— Work to do —
Copy each of the rows below word for word, without changing a thing.

— Data shown —
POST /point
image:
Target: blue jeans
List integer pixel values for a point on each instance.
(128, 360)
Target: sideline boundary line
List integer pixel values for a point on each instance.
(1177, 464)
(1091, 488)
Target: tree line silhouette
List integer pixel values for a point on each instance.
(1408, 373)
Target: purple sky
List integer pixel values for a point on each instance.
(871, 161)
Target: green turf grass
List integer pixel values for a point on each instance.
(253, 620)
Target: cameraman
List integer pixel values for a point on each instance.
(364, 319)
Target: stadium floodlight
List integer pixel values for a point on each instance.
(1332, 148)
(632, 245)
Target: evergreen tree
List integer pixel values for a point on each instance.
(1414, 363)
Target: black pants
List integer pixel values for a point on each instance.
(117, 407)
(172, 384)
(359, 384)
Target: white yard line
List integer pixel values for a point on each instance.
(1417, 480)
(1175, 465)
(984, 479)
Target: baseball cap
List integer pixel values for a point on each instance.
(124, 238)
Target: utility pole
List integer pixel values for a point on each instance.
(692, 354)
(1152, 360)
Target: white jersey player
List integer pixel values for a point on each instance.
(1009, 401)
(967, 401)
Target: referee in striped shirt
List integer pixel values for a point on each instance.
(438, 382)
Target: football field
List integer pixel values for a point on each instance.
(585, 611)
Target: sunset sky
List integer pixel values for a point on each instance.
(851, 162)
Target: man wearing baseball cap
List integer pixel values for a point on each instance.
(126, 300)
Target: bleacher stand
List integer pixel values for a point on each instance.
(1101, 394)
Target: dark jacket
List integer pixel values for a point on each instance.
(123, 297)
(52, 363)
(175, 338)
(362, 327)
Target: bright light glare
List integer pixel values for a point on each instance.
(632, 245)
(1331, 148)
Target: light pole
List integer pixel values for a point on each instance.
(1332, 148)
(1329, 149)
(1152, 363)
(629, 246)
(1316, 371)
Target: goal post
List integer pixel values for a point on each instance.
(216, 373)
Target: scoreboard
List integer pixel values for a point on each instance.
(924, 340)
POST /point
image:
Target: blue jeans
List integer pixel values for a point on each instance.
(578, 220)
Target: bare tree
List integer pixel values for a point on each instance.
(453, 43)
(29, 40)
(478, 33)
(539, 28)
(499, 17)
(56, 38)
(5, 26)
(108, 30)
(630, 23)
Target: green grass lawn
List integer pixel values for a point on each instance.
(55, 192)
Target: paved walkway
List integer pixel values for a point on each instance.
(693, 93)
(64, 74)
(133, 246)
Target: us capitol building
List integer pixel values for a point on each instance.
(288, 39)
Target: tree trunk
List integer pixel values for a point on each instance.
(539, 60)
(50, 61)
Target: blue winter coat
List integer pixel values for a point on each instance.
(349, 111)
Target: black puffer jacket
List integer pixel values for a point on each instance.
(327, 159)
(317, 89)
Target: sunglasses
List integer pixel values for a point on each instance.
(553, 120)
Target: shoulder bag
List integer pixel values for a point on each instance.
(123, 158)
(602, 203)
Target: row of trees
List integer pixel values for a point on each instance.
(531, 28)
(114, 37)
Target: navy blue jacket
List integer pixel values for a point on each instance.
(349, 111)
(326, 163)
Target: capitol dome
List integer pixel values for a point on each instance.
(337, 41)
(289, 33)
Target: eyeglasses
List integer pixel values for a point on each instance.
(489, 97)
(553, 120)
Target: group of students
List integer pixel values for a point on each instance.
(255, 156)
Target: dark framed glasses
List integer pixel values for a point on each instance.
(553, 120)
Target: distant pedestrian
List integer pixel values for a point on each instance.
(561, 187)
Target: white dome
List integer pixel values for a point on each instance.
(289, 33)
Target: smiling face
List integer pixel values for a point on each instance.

— Exercise answer —
POST /point
image:
Target: blue jeans
List integer pixel values for a point on each instance.
(128, 360)
Target: sideline boundary line
List integer pixel values for a point on each instance.
(1177, 464)
(1091, 488)
Target: tree line silhouette
List integer pixel values for a point on each instance.
(1408, 373)
Target: purple sky
List integer pixel values for a point on each instance.
(871, 161)
Target: green turf grass
List integer pixel values for a point on each instance.
(253, 620)
Target: cameraman
List integer pixel values for a point on each instance.
(364, 319)
Target: stadium floodlight
List integer pixel values for a point on each instance.
(1332, 148)
(632, 245)
Target: evergreen tree
List integer pixel values for a point on each instance.
(1414, 363)
Target: black pants
List integer pixel values for a point on each instance.
(117, 407)
(172, 384)
(359, 384)
Target: white yard line
List integer pixel values for a point on each instance.
(1417, 480)
(1175, 465)
(984, 479)
Target: baseball cap
List integer pixel values for a point on each instance.
(124, 238)
Target: utility pole
List integer pixel values for a point on each instance.
(692, 354)
(1152, 360)
Target: white jersey player
List integer pixel values for a point on each instance.
(1009, 401)
(967, 401)
Target: referee in striped shirt
List integer pixel values for a point on each instance.
(438, 382)
Target: football field
List integer pixel values for a point on each instance.
(585, 611)
Target: sunset sky
List integer pixel values for a point on each instance.
(851, 162)
Target: man wearing baseball cap
List integer pixel values for a point on each instance.
(126, 300)
Target: bleacher stand
List integer pixel values for a point on each instance.
(1101, 394)
Target: dark jacket
List integer pixel values for a point on each instance.
(123, 297)
(52, 363)
(175, 338)
(362, 327)
Target: bright light glare
List integer pixel values for a point on each instance.
(632, 245)
(1331, 148)
Target: light pole
List integer pixel values for a point on each instance.
(1332, 148)
(1329, 149)
(1152, 363)
(629, 246)
(1316, 371)
Target: goal post
List integer pixel values for a point on each instance.
(216, 373)
Target: scoreboard
List integer pixel values for a point on each instance.
(924, 340)
POST /point
image:
Target: blue jeans
List integer pixel values for a point on each instance.
(578, 220)
Target: bare tree
List integer pixel values for a point on each instance.
(453, 43)
(29, 40)
(478, 33)
(539, 28)
(499, 17)
(56, 38)
(5, 26)
(108, 30)
(630, 23)
Target: green grass lawn
List integer pixel values for a point on each instance.
(55, 192)
Target: paved walkway
List integer pixel values for a point on each instance.
(693, 93)
(64, 74)
(133, 246)
Target: us capitol building
List integer pixel values for a point on each instance.
(288, 39)
Target: tree trunk
List integer pixel values for a point on each instance.
(539, 60)
(50, 61)
Target: blue winter coat
List integer pixel values for a point on each instance.
(349, 111)
Target: black puffer jacket
List integer pixel values for a point on each instance.
(327, 159)
(317, 89)
Target: sunglasses
List integer pixel values for a point on each instance.
(553, 120)
Target: shoulder bag
List integer pixel values for a point on each instance.
(123, 158)
(602, 203)
Target: row of trees
List integer pixel values for a point on each instance.
(531, 28)
(114, 37)
Target: navy blue jacket
List integer pixel values for a point on each instance.
(349, 111)
(326, 163)
Target: capitol dome
List integer pixel values for a point on each instance.
(337, 41)
(289, 33)
Target: eyeglasses
List integer pixel values for a point on each instance.
(489, 97)
(553, 120)
Target: group of students
List integer pixel values for a point on each instance.
(255, 156)
Target: dark framed glasses
List integer pixel values for a point on each instance.
(553, 120)
Target: distant pedestrian
List integer pixel values for a point on each instance.
(561, 187)
Target: white dome
List integer pixel values for a point on each instance.
(289, 33)
Target: smiling face
List integer pixel values for a point on each instance.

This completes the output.